**Task to carry out**
Show every line of the data below that contains the word "snow". Copy each such line in full.

[Shape labeling data]

**********

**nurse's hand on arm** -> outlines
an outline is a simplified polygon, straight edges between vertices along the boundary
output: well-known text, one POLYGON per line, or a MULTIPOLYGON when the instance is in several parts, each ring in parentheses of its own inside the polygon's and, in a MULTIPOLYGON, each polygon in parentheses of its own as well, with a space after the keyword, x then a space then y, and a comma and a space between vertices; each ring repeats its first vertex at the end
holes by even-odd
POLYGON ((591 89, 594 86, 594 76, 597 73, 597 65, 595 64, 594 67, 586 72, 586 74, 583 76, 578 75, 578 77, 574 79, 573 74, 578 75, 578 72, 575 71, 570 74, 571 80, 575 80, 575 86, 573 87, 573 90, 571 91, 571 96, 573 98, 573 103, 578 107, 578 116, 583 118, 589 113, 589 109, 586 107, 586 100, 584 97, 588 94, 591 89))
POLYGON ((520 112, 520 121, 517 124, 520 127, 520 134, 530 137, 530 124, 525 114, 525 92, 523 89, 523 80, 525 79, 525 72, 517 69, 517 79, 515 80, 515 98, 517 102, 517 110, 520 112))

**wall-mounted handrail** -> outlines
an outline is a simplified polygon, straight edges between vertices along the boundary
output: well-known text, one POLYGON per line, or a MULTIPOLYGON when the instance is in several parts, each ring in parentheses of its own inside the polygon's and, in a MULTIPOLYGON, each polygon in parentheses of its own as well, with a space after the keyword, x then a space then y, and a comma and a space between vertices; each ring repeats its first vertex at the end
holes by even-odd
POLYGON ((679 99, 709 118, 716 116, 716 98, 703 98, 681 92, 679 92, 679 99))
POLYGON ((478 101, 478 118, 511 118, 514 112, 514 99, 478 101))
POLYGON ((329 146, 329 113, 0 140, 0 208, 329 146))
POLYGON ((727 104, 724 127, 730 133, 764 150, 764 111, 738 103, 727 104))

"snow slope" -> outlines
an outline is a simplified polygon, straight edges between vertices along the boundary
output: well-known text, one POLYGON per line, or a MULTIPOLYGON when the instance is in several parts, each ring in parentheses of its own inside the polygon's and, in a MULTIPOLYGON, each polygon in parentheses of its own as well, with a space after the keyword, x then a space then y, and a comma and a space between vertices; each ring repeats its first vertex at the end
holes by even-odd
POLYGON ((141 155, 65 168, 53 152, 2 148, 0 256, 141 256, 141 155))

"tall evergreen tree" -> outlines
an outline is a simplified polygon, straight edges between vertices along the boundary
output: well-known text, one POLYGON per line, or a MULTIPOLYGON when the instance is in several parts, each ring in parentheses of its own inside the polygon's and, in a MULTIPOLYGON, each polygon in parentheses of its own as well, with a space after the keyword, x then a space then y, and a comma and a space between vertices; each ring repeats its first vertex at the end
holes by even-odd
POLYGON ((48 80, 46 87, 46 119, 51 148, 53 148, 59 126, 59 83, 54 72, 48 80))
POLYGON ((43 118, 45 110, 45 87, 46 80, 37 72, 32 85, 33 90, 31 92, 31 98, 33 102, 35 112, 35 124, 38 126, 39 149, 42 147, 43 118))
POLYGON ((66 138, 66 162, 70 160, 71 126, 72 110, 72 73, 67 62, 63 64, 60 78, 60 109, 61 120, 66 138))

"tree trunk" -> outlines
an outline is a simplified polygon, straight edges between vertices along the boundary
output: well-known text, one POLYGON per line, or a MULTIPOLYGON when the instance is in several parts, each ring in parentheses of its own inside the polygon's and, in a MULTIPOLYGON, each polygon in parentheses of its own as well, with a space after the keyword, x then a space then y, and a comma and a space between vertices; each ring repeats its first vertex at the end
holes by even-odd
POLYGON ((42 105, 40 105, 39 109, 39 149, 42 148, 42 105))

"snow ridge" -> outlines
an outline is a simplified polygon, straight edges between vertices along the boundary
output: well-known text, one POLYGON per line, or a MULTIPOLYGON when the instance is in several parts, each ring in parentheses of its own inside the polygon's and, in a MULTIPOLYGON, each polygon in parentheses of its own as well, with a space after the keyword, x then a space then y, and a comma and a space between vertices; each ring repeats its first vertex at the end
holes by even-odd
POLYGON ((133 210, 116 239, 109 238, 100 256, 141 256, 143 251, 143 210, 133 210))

**********

**Task output**
"snow slope" -> outlines
"snow ridge" -> outlines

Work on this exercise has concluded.